Repeat each of the items below word for word, keeping every character unchanged.

> _EXTRACTED RECORDS_
################

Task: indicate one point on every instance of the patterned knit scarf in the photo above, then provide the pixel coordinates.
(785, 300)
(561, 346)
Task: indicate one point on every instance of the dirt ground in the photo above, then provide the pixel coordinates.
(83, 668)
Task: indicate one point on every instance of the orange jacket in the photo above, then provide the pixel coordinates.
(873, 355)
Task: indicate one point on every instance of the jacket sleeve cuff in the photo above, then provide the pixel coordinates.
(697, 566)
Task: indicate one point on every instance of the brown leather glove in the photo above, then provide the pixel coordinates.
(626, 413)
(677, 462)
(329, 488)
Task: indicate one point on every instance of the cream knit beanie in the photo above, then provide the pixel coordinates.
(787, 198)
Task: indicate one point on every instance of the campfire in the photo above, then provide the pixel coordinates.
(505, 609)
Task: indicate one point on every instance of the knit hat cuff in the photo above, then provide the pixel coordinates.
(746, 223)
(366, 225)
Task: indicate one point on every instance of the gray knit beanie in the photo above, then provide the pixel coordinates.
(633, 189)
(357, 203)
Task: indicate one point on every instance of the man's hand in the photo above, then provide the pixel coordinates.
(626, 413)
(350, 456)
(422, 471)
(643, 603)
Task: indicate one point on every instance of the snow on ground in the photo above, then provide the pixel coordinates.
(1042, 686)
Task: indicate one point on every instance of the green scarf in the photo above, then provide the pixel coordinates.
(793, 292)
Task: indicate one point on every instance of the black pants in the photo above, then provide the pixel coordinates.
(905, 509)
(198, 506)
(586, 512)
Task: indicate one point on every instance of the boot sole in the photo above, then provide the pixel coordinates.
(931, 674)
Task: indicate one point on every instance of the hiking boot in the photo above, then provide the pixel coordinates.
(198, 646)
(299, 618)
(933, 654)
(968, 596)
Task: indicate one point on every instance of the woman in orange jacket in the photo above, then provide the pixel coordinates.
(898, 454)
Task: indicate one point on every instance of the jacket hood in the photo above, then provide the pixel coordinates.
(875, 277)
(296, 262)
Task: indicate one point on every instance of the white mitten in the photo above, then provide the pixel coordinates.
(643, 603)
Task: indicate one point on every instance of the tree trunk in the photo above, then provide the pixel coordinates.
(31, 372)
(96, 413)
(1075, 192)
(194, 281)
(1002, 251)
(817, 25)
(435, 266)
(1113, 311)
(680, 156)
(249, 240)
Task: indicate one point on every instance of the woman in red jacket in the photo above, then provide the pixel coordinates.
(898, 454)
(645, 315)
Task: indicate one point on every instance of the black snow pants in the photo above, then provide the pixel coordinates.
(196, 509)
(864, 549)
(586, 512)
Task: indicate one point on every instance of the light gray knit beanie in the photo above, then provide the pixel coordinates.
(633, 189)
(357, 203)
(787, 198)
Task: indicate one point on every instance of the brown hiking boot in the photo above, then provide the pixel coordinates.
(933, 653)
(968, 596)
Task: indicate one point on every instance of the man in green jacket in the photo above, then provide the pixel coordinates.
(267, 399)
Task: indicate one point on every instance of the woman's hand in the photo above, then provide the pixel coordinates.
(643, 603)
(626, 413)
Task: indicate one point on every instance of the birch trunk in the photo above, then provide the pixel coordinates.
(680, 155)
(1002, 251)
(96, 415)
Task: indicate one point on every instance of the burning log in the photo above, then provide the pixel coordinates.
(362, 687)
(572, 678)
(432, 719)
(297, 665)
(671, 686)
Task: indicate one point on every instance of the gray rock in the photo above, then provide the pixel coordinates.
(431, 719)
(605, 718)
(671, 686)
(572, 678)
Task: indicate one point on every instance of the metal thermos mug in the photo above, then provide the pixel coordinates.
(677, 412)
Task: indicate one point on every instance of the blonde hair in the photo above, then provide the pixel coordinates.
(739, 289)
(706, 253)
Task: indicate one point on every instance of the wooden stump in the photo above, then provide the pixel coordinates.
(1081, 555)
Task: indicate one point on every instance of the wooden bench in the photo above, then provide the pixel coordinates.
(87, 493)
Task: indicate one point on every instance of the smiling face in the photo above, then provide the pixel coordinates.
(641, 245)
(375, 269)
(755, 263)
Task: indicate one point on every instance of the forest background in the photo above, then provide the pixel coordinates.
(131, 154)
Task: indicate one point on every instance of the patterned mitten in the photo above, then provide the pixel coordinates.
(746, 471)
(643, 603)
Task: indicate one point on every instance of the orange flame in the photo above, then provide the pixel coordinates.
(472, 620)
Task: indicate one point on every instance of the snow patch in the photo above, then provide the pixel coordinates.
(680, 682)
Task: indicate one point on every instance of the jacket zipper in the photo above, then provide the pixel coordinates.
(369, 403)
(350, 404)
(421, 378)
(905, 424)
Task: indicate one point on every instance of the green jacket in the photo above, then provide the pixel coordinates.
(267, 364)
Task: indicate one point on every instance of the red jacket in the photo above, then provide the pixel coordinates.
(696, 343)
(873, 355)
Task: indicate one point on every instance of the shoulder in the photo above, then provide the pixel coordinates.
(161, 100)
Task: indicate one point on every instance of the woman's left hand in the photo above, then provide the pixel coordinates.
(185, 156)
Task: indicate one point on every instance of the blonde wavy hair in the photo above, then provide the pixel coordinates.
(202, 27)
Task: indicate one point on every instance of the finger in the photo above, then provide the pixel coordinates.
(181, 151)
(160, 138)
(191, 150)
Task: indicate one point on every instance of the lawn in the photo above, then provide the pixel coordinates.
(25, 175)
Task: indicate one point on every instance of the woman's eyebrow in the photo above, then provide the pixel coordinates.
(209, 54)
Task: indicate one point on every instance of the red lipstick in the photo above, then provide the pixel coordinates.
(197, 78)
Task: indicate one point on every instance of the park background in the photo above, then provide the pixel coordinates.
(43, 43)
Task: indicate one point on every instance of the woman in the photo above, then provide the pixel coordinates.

################

> _THE RESPONSE_
Task: indicate one point on every instance of the patterned knit scarf in the photo above, then provide the pixel coordinates.
(785, 300)
(561, 346)
Task: indicate one point on every instance of the dirt ground in the photo above, then provide the pixel coordinates.
(83, 668)
Task: indicate one point on every instance of the orange jacket in the photo above, then provide the pixel coordinates.
(873, 355)
Task: indicate one point on every instance of the jacket sleeve cuff in the photo above, then provide the pixel coordinates.
(697, 566)
Task: indicate one point on every instance of the brown leather glove in the photo above, then provide the pixel coordinates.
(626, 413)
(677, 462)
(329, 488)
Task: indicate one point on every instance of the cream knit beanie in the photo above, then provide the pixel coordinates.
(787, 198)
Task: indicate one point on every instance of the campfire in the photo above, then provide the pixel coordinates.
(505, 609)
Task: indicate one point on every instance of the knit hat cuff in the photo above, then provide the pixel coordinates.
(746, 223)
(366, 225)
Task: indicate one point on every instance of the gray knit beanie in the photo above, then provide the pixel coordinates.
(633, 189)
(357, 203)
Task: indicate one point on every instance of the man's hand in the photo above, then provide the pixel coordinates.
(626, 413)
(350, 456)
(422, 471)
(643, 603)
Task: indicate one point on every instance of the snow on ground in the photo above, then provide the pixel coordinates.
(1042, 686)
Task: indicate one point on every instance of the green scarf in the photo above, then provide the pixel coordinates.
(793, 292)
Task: indicate one point on every instance of the black pants in the photo above, then provide the pixel coordinates.
(905, 509)
(198, 506)
(586, 512)
Task: indicate one point on every instance of the boot sole in the photo above, then provide the pixel coordinates.
(931, 674)
Task: indicate one point on every instance of the hiking boot in the photo above, then provide the pixel coordinates.
(198, 646)
(299, 618)
(933, 654)
(968, 596)
Task: indicate one point on every instance of the woman in orange jacket in the photo above, then provide the pixel coordinates.
(898, 454)
Task: indicate one point on every instance of the jacket hood in the photo above, then provide the pixel coordinates.
(875, 277)
(296, 262)
Task: indicate one point on every instance of the white mitten in the photo above, then provide the pixel coordinates.
(643, 603)
Task: indicate one point on every instance of the tree trunk in the photo above, then provide the pixel coordinates.
(31, 372)
(96, 413)
(1075, 192)
(194, 281)
(1002, 251)
(817, 25)
(435, 266)
(1113, 311)
(680, 156)
(249, 240)
Task: indicate one point on every instance of the woman in red jacket in the photo above, then provide the pixel coordinates.
(898, 454)
(645, 315)
Task: indicate one point on every instance of the black snow pants in the photo above, then provide the pixel coordinates.
(196, 509)
(864, 549)
(586, 512)
Task: indicate one point on every instance of the light gray knit beanie in the photo above, then provide the pixel coordinates.
(633, 189)
(357, 203)
(787, 198)
Task: indicate one point on every instance of the brown hiking boot in the photo above, then provide the pixel coordinates.
(933, 653)
(968, 596)
Task: indicate one point on every instance of the man in green jacket in the photo above, then provide the pixel coordinates.
(267, 399)
Task: indicate one point on every instance of the woman's hand in the photo above, then provide the pixel coordinates.
(643, 603)
(626, 413)
Task: indicate one point on every instance of the birch trunk in the photo above, then provide the pixel coordinates.
(680, 155)
(1002, 251)
(96, 415)
Task: indicate one point on every instance of the burning log in the photo above, then provide the pixel coordinates.
(362, 687)
(572, 678)
(432, 719)
(297, 665)
(671, 686)
Task: indicate one point on every instance of the gray rock in the photo above, then provide the pixel coordinates.
(431, 719)
(605, 718)
(671, 686)
(572, 678)
Task: indicate one point on every instance of the metal thermos mug in the photo above, then provide the pixel coordinates.
(677, 412)
Task: indicate one point on every instance of the blonde hair in the photo above, then provide the pixel coordinates.
(739, 289)
(706, 253)
Task: indicate one point on every instance of the wooden stump in the photo above, then provide the pixel coordinates.
(1081, 555)
Task: indicate one point on every instance of the wooden bench in the photo above, then provide the pixel coordinates.
(87, 493)
Task: indicate one point on every instance of the smiling face in the photo above, then provide the pixel coordinates.
(641, 245)
(375, 269)
(755, 263)
Task: indicate one point on every instance of the forest background in the photo above, then provide the pixel coordinates.
(131, 154)
Task: indicate one point on every instance of the patterned mitten in the photo above, then provide the pixel coordinates.
(746, 471)
(643, 603)
Task: indicate one point on every instance of the orange flame in the photo above, then provide the pixel coordinates.
(472, 620)
Task: indicate one point on every instance of the snow patch in the photo above, then provide the pixel coordinates.
(680, 682)
Task: indicate one point on every instance of the jacket zipper in the photo above, then provide the pixel coordinates.
(369, 403)
(350, 404)
(421, 378)
(905, 424)
Task: indicate one point on every instance of the green jacket in the photo above, then provide the pixel coordinates.
(267, 364)
Task: indicate one point on every instance of the red jacket in the photo above, then provide the pixel coordinates.
(696, 343)
(873, 355)
Task: indicate one point on every instance of the shoulder in the photo above, then provide the pixel coordinates.
(161, 100)
Task: indicate one point on every instance of the woman's left hand in the photo above, then provide the pixel coordinates.
(185, 156)
Task: indicate one point on every instance of the blonde wavy hair in the photo above, then provide the pixel coordinates.
(202, 27)
Task: indicate one point on every instance of the finger in the photo above, then provide the pixel coordinates.
(181, 151)
(160, 138)
(191, 150)
Task: indicate one point on every instance of the lawn in the photo above, then provide the pixel coordinates.
(25, 175)
Task: indicate one point on every instance of the woman's eyebrow in the photo above, then provide the pixel coordinates.
(209, 54)
Task: indicate one point on every instance of the red lipstick in the photo above, then provide the pixel coordinates.
(197, 78)
Task: indicate one point on every instance of the park background in the photo above, then provide the pixel coordinates.
(43, 43)
Task: indicate one point on every instance of the woman in the photo above, then provide the pixel coordinates.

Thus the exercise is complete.